▶ _Problem details_:
All of the data below must be repeated exactly.
####################
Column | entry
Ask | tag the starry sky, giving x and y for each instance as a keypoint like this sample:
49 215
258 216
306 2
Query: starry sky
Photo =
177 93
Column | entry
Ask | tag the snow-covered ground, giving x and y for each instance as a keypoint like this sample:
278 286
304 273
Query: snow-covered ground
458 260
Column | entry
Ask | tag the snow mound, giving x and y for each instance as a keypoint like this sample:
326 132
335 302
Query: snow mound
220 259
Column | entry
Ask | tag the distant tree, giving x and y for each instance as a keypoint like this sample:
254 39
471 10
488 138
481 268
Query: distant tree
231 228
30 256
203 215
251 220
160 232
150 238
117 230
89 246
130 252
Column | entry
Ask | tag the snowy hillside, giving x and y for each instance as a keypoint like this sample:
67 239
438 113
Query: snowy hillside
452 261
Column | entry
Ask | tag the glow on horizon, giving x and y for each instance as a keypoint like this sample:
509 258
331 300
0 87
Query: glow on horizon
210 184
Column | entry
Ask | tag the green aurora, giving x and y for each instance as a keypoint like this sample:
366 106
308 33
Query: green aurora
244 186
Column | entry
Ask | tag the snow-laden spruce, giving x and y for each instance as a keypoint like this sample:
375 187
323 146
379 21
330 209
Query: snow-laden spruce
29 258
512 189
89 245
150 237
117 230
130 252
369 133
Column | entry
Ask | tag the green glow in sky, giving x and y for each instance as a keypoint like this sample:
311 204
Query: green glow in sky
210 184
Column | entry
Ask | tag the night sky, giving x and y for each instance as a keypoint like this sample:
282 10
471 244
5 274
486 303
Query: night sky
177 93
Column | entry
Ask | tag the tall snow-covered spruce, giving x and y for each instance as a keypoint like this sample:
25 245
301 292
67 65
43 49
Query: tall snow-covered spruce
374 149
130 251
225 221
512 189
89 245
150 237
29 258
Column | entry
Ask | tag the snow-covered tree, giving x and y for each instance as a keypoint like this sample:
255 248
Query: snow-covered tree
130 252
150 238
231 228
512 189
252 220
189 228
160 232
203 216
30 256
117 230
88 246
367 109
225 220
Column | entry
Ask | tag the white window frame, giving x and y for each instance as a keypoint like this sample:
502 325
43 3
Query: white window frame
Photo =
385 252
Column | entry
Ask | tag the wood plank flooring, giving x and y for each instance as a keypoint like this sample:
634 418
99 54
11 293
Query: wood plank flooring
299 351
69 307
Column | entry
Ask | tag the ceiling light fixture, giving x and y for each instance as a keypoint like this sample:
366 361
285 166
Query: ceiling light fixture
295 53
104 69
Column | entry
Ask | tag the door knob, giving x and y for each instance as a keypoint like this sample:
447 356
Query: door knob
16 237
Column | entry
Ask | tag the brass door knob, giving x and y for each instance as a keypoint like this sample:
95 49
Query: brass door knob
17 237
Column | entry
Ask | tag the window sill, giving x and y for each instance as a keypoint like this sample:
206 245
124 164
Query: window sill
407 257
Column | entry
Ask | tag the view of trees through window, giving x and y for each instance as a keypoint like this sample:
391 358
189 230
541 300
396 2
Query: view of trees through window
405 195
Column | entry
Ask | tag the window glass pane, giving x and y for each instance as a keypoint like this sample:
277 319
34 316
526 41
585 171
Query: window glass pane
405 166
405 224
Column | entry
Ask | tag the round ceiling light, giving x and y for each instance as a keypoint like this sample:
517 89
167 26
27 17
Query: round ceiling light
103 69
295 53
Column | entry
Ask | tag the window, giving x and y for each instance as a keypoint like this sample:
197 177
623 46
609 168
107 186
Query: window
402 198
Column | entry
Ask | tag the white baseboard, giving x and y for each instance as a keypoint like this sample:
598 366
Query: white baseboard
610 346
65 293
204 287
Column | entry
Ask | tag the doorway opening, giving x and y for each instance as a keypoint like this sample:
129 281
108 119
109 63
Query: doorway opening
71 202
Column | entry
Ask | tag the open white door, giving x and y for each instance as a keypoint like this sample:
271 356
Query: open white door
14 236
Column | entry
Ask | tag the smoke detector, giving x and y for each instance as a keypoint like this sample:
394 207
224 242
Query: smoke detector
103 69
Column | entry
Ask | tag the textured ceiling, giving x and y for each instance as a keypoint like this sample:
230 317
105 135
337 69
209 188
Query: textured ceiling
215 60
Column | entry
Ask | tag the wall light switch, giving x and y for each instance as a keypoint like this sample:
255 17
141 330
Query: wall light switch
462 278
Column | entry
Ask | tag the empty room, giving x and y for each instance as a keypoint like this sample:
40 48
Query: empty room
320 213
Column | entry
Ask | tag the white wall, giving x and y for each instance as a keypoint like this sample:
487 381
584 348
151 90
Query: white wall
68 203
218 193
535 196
####################
▶ _Task output_:
Column | entry
Ask | tag the starry sky, giving x and y for each instance as a keypoint like this sample:
49 215
258 216
306 2
Query: starry sky
Photo =
177 93
Column | entry
Ask | tag the snow-covered ground, giving x and y for each instance as a keypoint like this sample:
278 286
304 273
Query: snow-covered ground
458 260
Column | entry
Ask | tag the snow mound, giving x and y for each instance as a keypoint like this sample:
326 132
335 302
Query: snow mound
220 259
Column | entry
Ask | tag the distant tree, giving x and y for each instance as a keypoint like this sample:
254 39
471 10
488 138
481 268
Query: distant tree
231 228
30 256
203 215
251 220
160 232
150 238
117 230
89 246
130 252
Column | entry
Ask | tag the snowy hillside, giving x and y for each instance as a keypoint like this sample:
67 239
438 113
Query: snowy hillside
452 261
Column | entry
Ask | tag the glow on horizon, giving x and y for each instance as a keypoint like this sample:
509 258
331 300
0 87
Query: glow on horizon
210 184
Column | entry
Ask | tag the green aurora, giving x and y for each instance as a keypoint like this sample:
366 106
308 33
Query: green aurora
244 186
Column | entry
Ask | tag the snow-laden spruce, giving x and y for each instance as a keypoint like this sample:
375 187
323 146
379 21
330 209
Query: snow-laden spruce
29 258
512 189
89 245
150 237
117 230
130 252
369 133
Column | entry
Ask | tag the green glow in sky, giving x and y for each instance as a keypoint like this sample:
311 204
Query: green glow in sky
210 184
Column | entry
Ask | tag the night sky, giving x and y for each instance as a keypoint like this sample:
282 10
471 244
5 274
486 303
Query: night sky
177 93
Column | entry
Ask | tag the tall snow-covered spruce, giving x and y for each instance as a keypoint like this sample:
25 245
301 292
67 65
43 49
Query: tall snow-covered spruce
374 149
130 251
225 221
512 189
89 245
150 237
29 258
Column | entry
Ask | tag the snow-covered tree, giving x and y for each instance as a keypoint like this sample:
255 248
Query: snow-covered tree
130 252
150 238
231 228
512 189
252 220
189 228
160 232
203 216
30 256
117 230
88 246
367 109
225 220
Column | entry
Ask | tag the white window frame, giving x and y for each instance as a keypoint like this sample:
502 325
43 3
Query: white window frame
Photo =
385 252
Column | entry
Ask | tag the wood plank flooring, giving x and y for each instance as a keypoint like this sample:
634 418
99 54
11 293
Query: wood plank flooring
299 351
69 307
Column | entry
Ask | tag the ceiling light fixture, giving x and y for each instance as a keypoint like this sample:
366 361
285 166
Query: ceiling light fixture
295 53
104 69
Column | entry
Ask | tag the door knob, giving x and y for each instance as a keypoint like this sample:
447 356
Query: door knob
16 237
Column | entry
Ask | tag the brass door knob, giving x and y for each instance as a keypoint like this sample:
95 49
Query: brass door knob
17 237
Column | entry
Ask | tag the window sill, giving x and y for each instance as a keypoint like this sample:
206 245
124 164
Query: window sill
407 257
Column | entry
Ask | tag the view of trees through window, giving x and y for each instance as a keypoint like this sample:
391 358
189 230
541 300
396 2
Query: view of trees through window
405 195
Column | entry
Ask | tag the window glass pane, giving x and y for each instance as a keypoint like this sample:
277 319
34 316
526 41
585 171
Query: window glass pane
405 166
405 224
Column | entry
Ask | tag the round ceiling light, giving x and y for each instance as a keypoint like this sample:
517 89
167 26
27 17
Query: round ceiling light
103 69
295 53
Column | entry
Ask | tag the window, giving x and y for each instance as a keypoint like this sample:
197 177
623 46
609 168
107 186
Query: window
402 198
Column | entry
Ask | tag the white baseboard, giving x and y for each instance as a keypoint like this sample:
598 366
Query: white baseboard
610 346
65 293
204 287
Column | entry
Ask | tag the doorway opening, giving x and y for each instance as a keypoint like this sample:
129 281
108 119
109 63
Query: doorway opening
71 202
Column | entry
Ask | tag the open white door, giving x and y for each instance as a keypoint like this sample:
271 356
Query: open white door
14 236
Column | entry
Ask | tag the smoke detector, giving x and y for each instance as a keypoint like this sample:
394 207
224 242
Query: smoke detector
103 69
Column | entry
Ask | tag the textured ceiling, giving x and y for each instance as a keypoint like this sample:
230 317
105 135
337 69
209 188
Query: textured ceiling
215 60
Column | entry
Ask | tag the wall light switch, giving x and y for each instance as a keypoint like this sample:
255 17
141 330
Query: wall light switch
462 278
Column | entry
Ask | tag the empty room, giving x and y for each instance as a keypoint like this sample:
40 48
Query: empty room
320 213
Column | entry
Ask | tag the white wall, giving x and y for each instance as a keypoint like this sample:
487 381
584 348
151 90
Query: white wall
68 203
218 193
535 196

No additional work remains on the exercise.